§ Challenge:
Starting with the line containing "Point out the grass" and going on through the last line of the listing, write out every line again, including the requests. Shift each coordinate in the answer points by -115, and leave the coordinates in the requests and their sample formats unchanged.

§ Material to process:
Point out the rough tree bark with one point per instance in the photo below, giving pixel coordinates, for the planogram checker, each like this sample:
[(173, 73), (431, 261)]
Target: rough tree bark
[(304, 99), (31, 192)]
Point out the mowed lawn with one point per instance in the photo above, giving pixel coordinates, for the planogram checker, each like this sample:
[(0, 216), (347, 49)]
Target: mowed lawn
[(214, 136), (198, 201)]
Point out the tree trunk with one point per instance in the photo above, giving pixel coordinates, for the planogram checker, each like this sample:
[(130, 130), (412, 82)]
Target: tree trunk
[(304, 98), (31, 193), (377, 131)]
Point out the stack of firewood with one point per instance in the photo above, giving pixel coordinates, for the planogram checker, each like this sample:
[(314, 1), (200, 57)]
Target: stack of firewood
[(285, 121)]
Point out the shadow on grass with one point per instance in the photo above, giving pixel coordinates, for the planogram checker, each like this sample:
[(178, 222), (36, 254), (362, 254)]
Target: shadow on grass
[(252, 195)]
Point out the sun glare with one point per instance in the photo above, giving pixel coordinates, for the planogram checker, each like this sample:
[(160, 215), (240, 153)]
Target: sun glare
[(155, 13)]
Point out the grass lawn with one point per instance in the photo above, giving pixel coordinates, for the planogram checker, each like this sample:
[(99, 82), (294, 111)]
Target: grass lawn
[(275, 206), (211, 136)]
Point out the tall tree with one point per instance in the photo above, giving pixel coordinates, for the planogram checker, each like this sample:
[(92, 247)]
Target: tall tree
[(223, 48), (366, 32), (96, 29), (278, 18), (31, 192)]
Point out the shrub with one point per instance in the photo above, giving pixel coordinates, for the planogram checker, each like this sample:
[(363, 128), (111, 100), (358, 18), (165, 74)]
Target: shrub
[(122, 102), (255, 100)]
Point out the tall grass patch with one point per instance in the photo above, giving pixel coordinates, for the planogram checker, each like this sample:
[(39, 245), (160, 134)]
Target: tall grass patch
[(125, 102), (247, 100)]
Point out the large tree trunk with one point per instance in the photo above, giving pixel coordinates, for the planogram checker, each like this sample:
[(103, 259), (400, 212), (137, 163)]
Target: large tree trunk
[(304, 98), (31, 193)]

§ The reply:
Point out the grass lawn with one point per instance in the photo above, giving pixel coordinates, for the planogram checker, each like this sample:
[(99, 82), (294, 111)]
Target: grass lawn
[(160, 91), (96, 21)]
Point out the tall tree with one point per instance in the photo above, giving pixel coordinates, for the planogram checker, each like this sample:
[(92, 247)]
Target: tall tree
[(108, -67), (251, -83), (-19, -86), (163, -97), (-84, 77)]
Point out the shrub with one point per instance in the photo above, giving pixel coordinates, for the planogram checker, each like this sample:
[(363, 128), (111, 100), (358, 18), (165, 74)]
Target: shrub
[(7, -13), (140, -15)]
Point out the tall grass patch with one point per instance in the photo above, giving pixel coordinates, for the planogram checker, each like this sample:
[(39, 245), (160, 134)]
Target: tall grass patch
[(10, -13), (132, -15)]
Point out the large tree trunk with one point per instance in the photo above, giving pixel coordinates, for the planogram checker, each like this sample:
[(103, 259), (400, 212), (137, 163)]
Target: large tree trunk
[(189, -17), (-84, 78)]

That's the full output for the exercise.